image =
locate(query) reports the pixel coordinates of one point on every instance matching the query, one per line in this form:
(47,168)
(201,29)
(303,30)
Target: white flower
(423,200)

---*---

Copy every line of the material above, requests included, and multiply each coordinate in the answers by 1.25. Round to the nearest whole number with halves going up, and keep the numbers in the requests and their format samples unchanged.

Solution for this exercise:
image =
locate(query) reports the pixel coordinates of one point on every instance matching the query, one per line in this form:
(47,168)
(201,29)
(303,30)
Target: white flower
(529,250)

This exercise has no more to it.